| Excerpted text |
Tony Kozina

Personal information
- Born: October 23, 1970 (age 55) Portland, Oregon, U.S.

Professional wrestling career
- Ring name(s): The Canadian Cougar Tony Kozina
- Billed height: 5 ft 6 in (168 cm)
- Billed weight: 174 lb (79 kg)
- Billed from: Portland, Oregon
- Trained by: Billy Jack Haynes Matt Osborne North American Wrestling Asylum Michelle Starr
- Debut: January 26, 1997

= Tony Kozina =

American professional wrestler (born 1970)

Tony Kozina (born October 23, 1970) is an American professional wrestler who is best known for his work in the Pacific Northwest especially in Extreme Canadian Championship Wrestling and National Wrestling Alliance. He has also made appearances in Ring of Honor, Pro Wrestling Guerrilla, Full Impact Pro, IWA-Mid South, World Wrestling Entertainment and Total Nonstop Action Wrestling.

==Professional wrestling career==
===Training===
In the summer of 1996, Kozina started training with Billy Jack Haynes and "Maniac" Matt Borne and helped train others at North American Wrestling Asylum.

===Independent wrestling (1997–present)===

On October 20, 1998, Kozina defeated Torch for the newly created NWA Pacific Northwest Junior Heavyweight Championship. On July 21, 2001, Kozina defeated Scotty Mac to claim his sixth NWA Pacific Northwest Junior Heavyweight Championship. The title was vacated on April 5, 2002, due to inactivity. On January 14, 2000, Kozina won his first NWA World Junior Heavyweight Championship by defeating Vince Kaplack. In a rematch at the NWA 52nd Anniversary Show on October 20, Kaplack defeated Kozina to become the NWA World Junior Heavyweight Champion.

In 2012, Kozina attracted criticism when he legitimately beat and choked out 16-year-old Ryan Kidd during the course of a match they had in Iowa.

====Canadian Wrestling's Elite (2015–present)====
On May 5, 2017; at Canadian Wrestling's Elite 8th Anniversary Show in Winnipeg, Manitoba; Kozina defeated Mentallo to become the new Canadian Unified Junior Heavyweight Champion. This marks the first time in nearly 10 years that the title has been active. Following the match, Kozina called out Billy Corgan and the National Wrestling Alliance. He stated he wants a shot at the NWA World Junior Heavyweight Championship.

On the January 1, 2018, Canadian Wrestling's Elite stopped in St. Albert, Alberta with the "Pick Your Poison Tour." "The Original" Marky defeated Kozina to become the new Canadian Unified Junior Heavyweight Championship. On January 3, 2018; the CWE "Pick Your Poison Tour" made a stop in Calgary, Alberta. Kozina won the Canadian Unified Junior Heavyweight Championship for the second time in a Six Man Scramble which included "The Original" Marky, Chayse Britton, Strife, Darren Burns, and "The Prodigy" Matt Hart.

| Raw data |

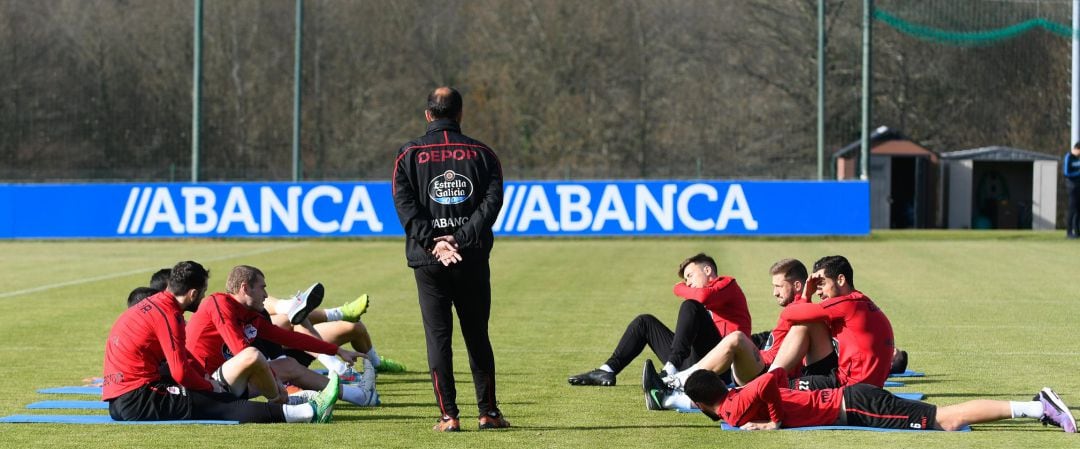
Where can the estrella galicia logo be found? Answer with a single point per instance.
(449, 188)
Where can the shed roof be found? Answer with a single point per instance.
(885, 140)
(997, 153)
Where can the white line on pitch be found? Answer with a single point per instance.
(131, 272)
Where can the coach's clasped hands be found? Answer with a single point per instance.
(446, 250)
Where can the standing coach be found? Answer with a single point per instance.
(447, 190)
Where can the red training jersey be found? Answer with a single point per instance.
(862, 331)
(777, 338)
(724, 299)
(768, 398)
(223, 327)
(147, 334)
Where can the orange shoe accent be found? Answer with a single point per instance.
(447, 424)
(497, 421)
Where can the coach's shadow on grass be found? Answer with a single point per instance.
(391, 405)
(609, 427)
(1013, 396)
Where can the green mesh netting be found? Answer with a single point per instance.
(988, 37)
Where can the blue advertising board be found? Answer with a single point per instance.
(530, 208)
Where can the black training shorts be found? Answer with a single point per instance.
(868, 406)
(153, 402)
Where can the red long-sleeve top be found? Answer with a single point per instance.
(863, 335)
(143, 337)
(223, 327)
(779, 332)
(768, 398)
(725, 300)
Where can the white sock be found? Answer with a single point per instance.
(369, 375)
(677, 399)
(1026, 409)
(355, 395)
(334, 314)
(374, 356)
(680, 377)
(331, 362)
(301, 412)
(670, 369)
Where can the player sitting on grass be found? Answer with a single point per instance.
(151, 334)
(864, 339)
(338, 325)
(712, 308)
(768, 404)
(226, 325)
(737, 351)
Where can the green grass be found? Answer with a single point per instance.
(984, 314)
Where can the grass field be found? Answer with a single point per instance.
(987, 314)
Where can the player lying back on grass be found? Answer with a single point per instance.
(768, 404)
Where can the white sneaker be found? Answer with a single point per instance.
(301, 397)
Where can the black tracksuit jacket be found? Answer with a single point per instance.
(446, 182)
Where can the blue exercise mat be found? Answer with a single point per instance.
(72, 390)
(908, 373)
(75, 405)
(97, 419)
(725, 426)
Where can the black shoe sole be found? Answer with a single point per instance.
(314, 299)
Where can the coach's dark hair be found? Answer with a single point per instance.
(445, 103)
(241, 274)
(139, 294)
(187, 275)
(700, 258)
(835, 266)
(705, 386)
(160, 279)
(791, 269)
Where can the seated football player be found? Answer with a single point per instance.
(150, 335)
(712, 307)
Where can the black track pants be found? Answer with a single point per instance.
(466, 286)
(694, 335)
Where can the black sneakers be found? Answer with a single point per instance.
(306, 301)
(899, 363)
(596, 377)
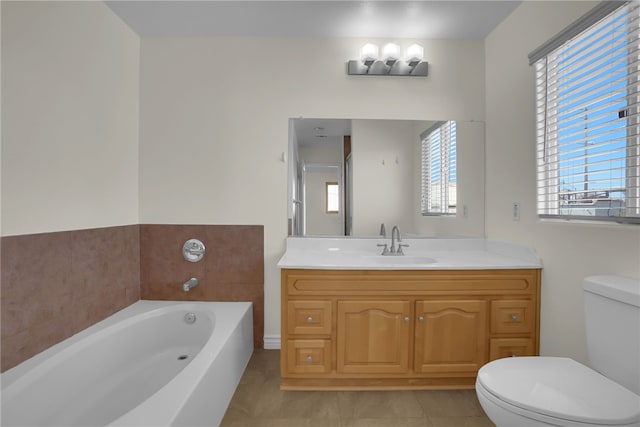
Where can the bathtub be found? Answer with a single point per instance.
(150, 364)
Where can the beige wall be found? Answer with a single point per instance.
(213, 125)
(70, 91)
(214, 122)
(569, 251)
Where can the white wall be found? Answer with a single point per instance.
(569, 251)
(70, 92)
(214, 121)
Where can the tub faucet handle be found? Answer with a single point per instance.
(189, 284)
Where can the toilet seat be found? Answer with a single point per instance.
(560, 388)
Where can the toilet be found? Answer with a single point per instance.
(557, 391)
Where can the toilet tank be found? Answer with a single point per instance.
(612, 313)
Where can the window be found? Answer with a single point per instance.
(332, 197)
(587, 117)
(439, 169)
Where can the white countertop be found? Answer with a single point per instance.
(349, 253)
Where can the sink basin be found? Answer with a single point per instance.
(401, 260)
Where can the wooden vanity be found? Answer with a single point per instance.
(403, 329)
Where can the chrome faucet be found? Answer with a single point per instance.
(393, 251)
(190, 284)
(395, 232)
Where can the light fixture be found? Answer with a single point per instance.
(368, 54)
(389, 63)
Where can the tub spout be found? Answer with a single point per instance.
(189, 284)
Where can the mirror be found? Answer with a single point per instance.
(377, 165)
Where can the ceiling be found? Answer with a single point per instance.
(329, 18)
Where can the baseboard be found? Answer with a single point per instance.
(272, 342)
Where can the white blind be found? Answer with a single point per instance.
(439, 169)
(587, 111)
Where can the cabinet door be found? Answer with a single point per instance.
(451, 336)
(373, 336)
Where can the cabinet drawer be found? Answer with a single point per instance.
(308, 356)
(511, 316)
(510, 347)
(309, 317)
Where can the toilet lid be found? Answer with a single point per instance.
(561, 388)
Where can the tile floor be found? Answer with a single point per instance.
(259, 402)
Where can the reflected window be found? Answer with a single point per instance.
(439, 169)
(332, 197)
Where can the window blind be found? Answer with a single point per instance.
(587, 117)
(439, 169)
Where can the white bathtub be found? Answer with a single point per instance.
(143, 366)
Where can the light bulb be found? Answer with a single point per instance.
(414, 54)
(390, 53)
(368, 53)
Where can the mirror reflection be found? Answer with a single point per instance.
(370, 172)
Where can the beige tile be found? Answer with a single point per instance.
(459, 422)
(379, 404)
(449, 403)
(310, 404)
(384, 422)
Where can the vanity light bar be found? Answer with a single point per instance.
(370, 64)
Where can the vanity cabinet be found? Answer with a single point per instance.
(403, 329)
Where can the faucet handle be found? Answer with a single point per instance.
(385, 250)
(400, 245)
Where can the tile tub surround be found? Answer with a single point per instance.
(57, 284)
(232, 268)
(259, 402)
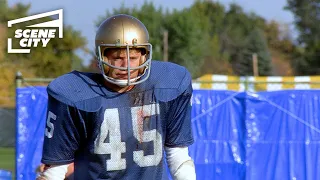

| What you will do |
1. In the Tony Kozina article, translate the sentence "The title was vacated on April 5, 2002, due to inactivity." into Spanish.
2. Write a continuation of the Tony Kozina article, starting after its final sentence.

| Task-by-task outputs |
1. El título quedó vacante el 5 de abril de 2002 por inactividad.

2.
===WWE===
On August 10, 2003, Kozina teamed up with Buddy Wayne on an episode of WWE Heat. They lost to the team of Mark Jindrak and Garrison Cade.

===Ring of Honor===
In January 2011, Kozina faced Davey Richards in Ring of Honor in Philadelphia, Pennsylvania. Richards won via knockout when the referee stopped the bout in just under 5 minutes.

===Total Nonstop Action Wrestling===
On February 16, 2015 (which aired on September 4, 2015) Kozina faced Davey Richards in Total Nonstop Action Wrestling for the TNA One Night Only Gut Check pay-per-view. Richards won when Kozina went up top for a moonsault, but slipped off and Richards got the roll up for the win.

===Fale Dojo (2018–present)===
On May 28, 2018 Bad Luck Fale owner of Fale Dojo in New Zealand announced Kozina as their head trainer.

==Filmography==

Film
| Year | Title | Role | Notes |
| 2016 | Time Toupee | Tony Donovan |  |
| 2017 | The Damnedwich | Pastor Troy | Short |
| 2018 | Ring Warriors | Himself | Documentary |

==Championships and accomplishments==
- American Wrestling Association Superstars of Wrestling
  - AWA Washington Light Heavyweight Championship (1 time)
- Canadian Wrestling's Elite
  - Canadian Unified Junior Heavyweight Championship (3 times)
- Extreme Canadian Championship Wrestling
  - NWA Canadian Junior Heavyweight Championship (3 times)
  - NWA Pacific Northwest Junior Heavyweight Championship (6 times)
- National Wrestling Alliance
  - NWA World Junior Heavyweight Championship (2 times)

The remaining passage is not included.